▸ Directions for this task
Every line below between the line holding "Target: horizontal rail" and the line holding "Target: composite deck board", inclusive, should be repeated exactly, and all other lines omitted.

▸ Study material
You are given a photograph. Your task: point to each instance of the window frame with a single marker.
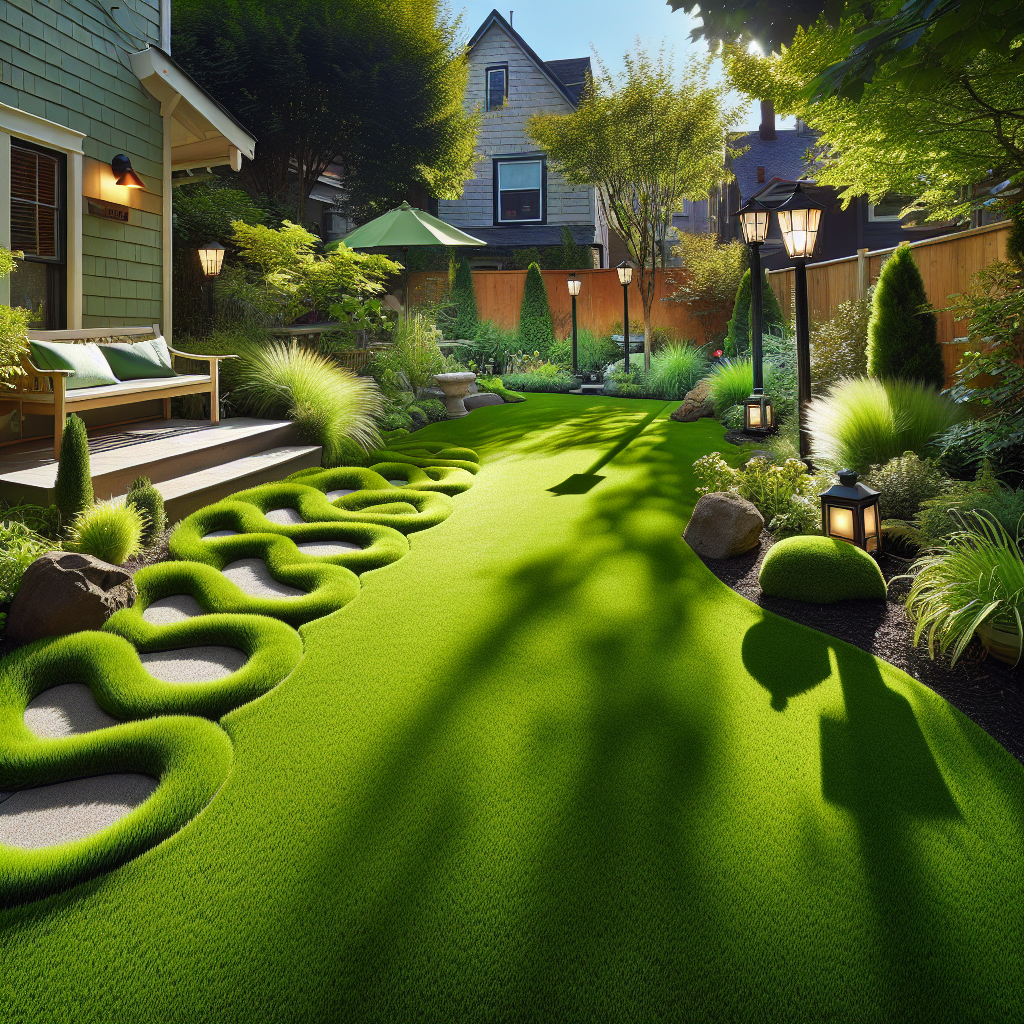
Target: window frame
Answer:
(535, 159)
(504, 69)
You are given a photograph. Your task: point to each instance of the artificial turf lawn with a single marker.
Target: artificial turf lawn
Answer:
(545, 766)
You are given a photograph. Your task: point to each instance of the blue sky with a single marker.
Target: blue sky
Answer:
(559, 29)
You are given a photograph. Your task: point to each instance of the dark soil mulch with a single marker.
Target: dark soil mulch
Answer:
(990, 693)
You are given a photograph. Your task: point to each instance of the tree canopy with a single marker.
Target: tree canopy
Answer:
(647, 140)
(375, 84)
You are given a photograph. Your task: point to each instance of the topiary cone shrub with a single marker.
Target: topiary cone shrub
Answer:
(73, 492)
(464, 299)
(144, 497)
(902, 334)
(536, 332)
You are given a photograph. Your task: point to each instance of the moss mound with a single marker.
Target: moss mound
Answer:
(820, 569)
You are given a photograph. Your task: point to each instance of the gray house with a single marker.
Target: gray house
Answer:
(516, 201)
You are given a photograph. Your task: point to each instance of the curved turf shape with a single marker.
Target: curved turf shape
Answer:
(188, 755)
(820, 569)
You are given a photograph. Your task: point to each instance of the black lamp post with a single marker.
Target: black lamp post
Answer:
(850, 512)
(799, 217)
(573, 285)
(759, 417)
(625, 276)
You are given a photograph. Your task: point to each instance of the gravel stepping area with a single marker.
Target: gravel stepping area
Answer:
(253, 576)
(194, 665)
(64, 812)
(68, 710)
(175, 608)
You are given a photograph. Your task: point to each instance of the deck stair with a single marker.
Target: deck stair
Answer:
(192, 463)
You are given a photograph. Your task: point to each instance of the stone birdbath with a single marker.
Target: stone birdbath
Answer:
(456, 387)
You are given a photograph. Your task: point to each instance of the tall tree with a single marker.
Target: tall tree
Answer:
(375, 84)
(647, 140)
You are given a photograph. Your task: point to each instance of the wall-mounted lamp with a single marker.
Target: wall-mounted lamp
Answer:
(123, 173)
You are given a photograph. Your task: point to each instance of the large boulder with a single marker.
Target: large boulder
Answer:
(64, 592)
(696, 404)
(723, 524)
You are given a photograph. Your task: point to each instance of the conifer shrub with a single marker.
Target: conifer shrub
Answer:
(73, 491)
(536, 332)
(143, 496)
(464, 300)
(902, 334)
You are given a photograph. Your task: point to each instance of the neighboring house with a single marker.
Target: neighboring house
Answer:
(516, 201)
(82, 82)
(774, 160)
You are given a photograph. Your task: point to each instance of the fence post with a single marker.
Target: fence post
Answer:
(863, 273)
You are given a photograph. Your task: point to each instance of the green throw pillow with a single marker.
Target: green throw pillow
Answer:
(86, 363)
(139, 360)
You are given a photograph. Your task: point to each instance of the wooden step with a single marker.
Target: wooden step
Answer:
(184, 495)
(177, 449)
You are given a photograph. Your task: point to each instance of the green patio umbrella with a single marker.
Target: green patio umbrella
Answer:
(402, 227)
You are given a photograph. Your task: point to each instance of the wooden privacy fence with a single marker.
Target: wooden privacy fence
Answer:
(946, 263)
(599, 305)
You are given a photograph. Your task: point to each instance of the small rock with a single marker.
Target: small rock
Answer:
(696, 404)
(64, 592)
(723, 524)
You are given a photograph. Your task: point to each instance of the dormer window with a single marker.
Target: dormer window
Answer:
(498, 87)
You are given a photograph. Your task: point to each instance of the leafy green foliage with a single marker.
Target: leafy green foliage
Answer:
(975, 577)
(646, 141)
(536, 332)
(902, 333)
(326, 401)
(19, 547)
(863, 422)
(464, 299)
(839, 346)
(143, 496)
(109, 530)
(73, 489)
(820, 569)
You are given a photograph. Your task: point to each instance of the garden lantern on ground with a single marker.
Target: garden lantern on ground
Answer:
(800, 218)
(850, 512)
(625, 276)
(573, 286)
(759, 417)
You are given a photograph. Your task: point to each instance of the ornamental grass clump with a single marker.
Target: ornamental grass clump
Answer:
(976, 577)
(326, 401)
(862, 422)
(109, 530)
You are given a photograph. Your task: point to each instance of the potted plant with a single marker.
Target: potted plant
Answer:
(972, 583)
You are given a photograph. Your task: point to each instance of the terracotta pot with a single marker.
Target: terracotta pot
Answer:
(1001, 642)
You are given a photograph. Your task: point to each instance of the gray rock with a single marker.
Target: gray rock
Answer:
(64, 592)
(472, 401)
(723, 524)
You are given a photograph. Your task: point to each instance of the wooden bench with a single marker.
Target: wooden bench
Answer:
(44, 392)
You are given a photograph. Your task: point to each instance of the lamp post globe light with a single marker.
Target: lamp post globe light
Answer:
(850, 512)
(800, 218)
(573, 286)
(625, 276)
(759, 417)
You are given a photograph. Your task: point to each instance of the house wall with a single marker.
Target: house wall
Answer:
(67, 62)
(503, 133)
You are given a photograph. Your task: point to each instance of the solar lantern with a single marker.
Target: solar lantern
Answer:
(850, 512)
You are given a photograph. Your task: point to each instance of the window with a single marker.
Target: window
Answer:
(519, 186)
(37, 200)
(888, 208)
(498, 87)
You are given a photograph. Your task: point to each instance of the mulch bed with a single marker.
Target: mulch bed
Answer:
(990, 693)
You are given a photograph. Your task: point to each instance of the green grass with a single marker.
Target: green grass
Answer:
(536, 771)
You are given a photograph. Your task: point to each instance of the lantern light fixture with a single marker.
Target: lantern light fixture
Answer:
(123, 174)
(850, 512)
(212, 257)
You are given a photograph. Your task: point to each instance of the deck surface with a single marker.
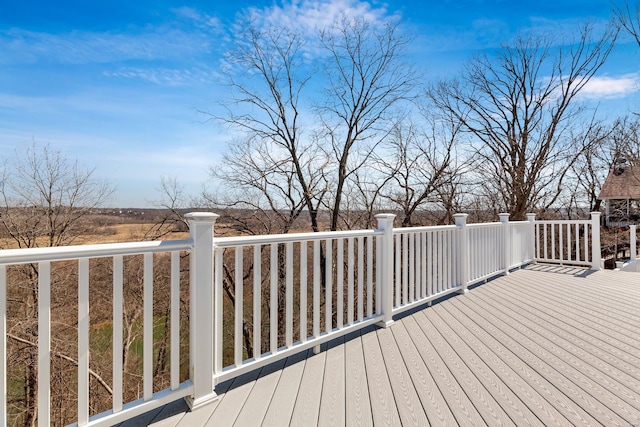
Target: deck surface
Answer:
(542, 346)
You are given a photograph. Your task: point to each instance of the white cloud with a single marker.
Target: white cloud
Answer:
(607, 87)
(311, 15)
(78, 47)
(166, 76)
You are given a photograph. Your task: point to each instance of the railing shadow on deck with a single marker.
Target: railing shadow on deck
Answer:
(341, 282)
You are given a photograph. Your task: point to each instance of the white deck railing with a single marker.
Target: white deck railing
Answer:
(569, 242)
(254, 300)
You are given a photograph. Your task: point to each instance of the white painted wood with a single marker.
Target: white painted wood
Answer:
(316, 289)
(257, 301)
(44, 343)
(361, 275)
(239, 303)
(370, 276)
(430, 289)
(117, 332)
(66, 253)
(405, 268)
(273, 299)
(412, 267)
(83, 341)
(3, 345)
(378, 307)
(175, 320)
(463, 251)
(303, 292)
(205, 296)
(340, 285)
(217, 301)
(397, 277)
(595, 240)
(632, 242)
(147, 328)
(385, 223)
(289, 295)
(328, 296)
(350, 281)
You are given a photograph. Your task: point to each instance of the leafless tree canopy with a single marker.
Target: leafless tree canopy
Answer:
(628, 16)
(519, 107)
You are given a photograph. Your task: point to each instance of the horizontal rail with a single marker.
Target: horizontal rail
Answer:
(263, 298)
(65, 253)
(227, 242)
(408, 230)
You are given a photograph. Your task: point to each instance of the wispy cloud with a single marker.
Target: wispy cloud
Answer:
(173, 77)
(309, 16)
(21, 46)
(608, 87)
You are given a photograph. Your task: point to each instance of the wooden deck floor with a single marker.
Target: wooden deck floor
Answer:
(541, 346)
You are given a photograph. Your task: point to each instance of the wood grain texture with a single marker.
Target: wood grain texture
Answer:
(282, 404)
(383, 405)
(357, 404)
(332, 403)
(541, 346)
(307, 407)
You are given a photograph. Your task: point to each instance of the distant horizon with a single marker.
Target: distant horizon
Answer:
(121, 86)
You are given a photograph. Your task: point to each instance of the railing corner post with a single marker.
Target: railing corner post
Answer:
(632, 242)
(463, 251)
(201, 295)
(531, 217)
(385, 263)
(506, 241)
(595, 241)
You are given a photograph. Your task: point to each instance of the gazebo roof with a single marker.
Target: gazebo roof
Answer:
(622, 183)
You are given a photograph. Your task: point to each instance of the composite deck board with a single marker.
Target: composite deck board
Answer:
(261, 395)
(580, 385)
(282, 403)
(332, 402)
(434, 404)
(498, 386)
(587, 307)
(592, 323)
(545, 345)
(357, 404)
(533, 371)
(233, 400)
(586, 329)
(459, 403)
(597, 377)
(409, 407)
(307, 406)
(487, 406)
(383, 406)
(599, 349)
(533, 389)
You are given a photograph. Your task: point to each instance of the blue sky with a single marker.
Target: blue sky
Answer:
(118, 84)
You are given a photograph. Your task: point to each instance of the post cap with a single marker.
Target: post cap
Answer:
(202, 216)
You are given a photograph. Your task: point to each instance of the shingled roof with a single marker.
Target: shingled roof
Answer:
(622, 183)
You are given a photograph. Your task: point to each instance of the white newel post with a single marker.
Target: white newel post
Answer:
(632, 242)
(201, 353)
(385, 263)
(532, 235)
(595, 240)
(506, 241)
(463, 251)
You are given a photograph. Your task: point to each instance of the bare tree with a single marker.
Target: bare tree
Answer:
(520, 107)
(423, 166)
(267, 75)
(628, 16)
(46, 199)
(367, 80)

▸ Solution for this problem
Target: horizontal rail
Answer:
(263, 298)
(65, 253)
(227, 242)
(408, 230)
You are given a photograph. Your task: point to each instance of the wispy cloud with a single marker.
Target: wispy cloud
Answer:
(173, 77)
(309, 16)
(21, 46)
(608, 87)
You are given a photograph. Your task: point to each instance of the wooden deck floor with a single marker.
Target: wooden deck floor
Answer:
(541, 346)
You are given a photograph. Your task: point to each instance of the wood grain texture with a single marker.
Target: wood grain texture
Answer:
(282, 404)
(383, 405)
(357, 404)
(332, 403)
(541, 346)
(307, 407)
You are given a photograph. Your task: point to each instance of the distant horizon with a single marker.
Target: distant horizon
Answer:
(121, 86)
You are given a photograph. Your task: point to each instance of the railing corner post with a single marker.
Target: railing corner post
Answer:
(632, 242)
(463, 251)
(201, 295)
(531, 217)
(385, 263)
(506, 241)
(595, 241)
You are given a photograph. Your task: point to each instance of the gazebo roof with a single marker.
Target: gazebo roof
Answer:
(622, 183)
You are given a photograph. Your task: point to each instance of the composite deck board with a single marker.
Target: composite deck board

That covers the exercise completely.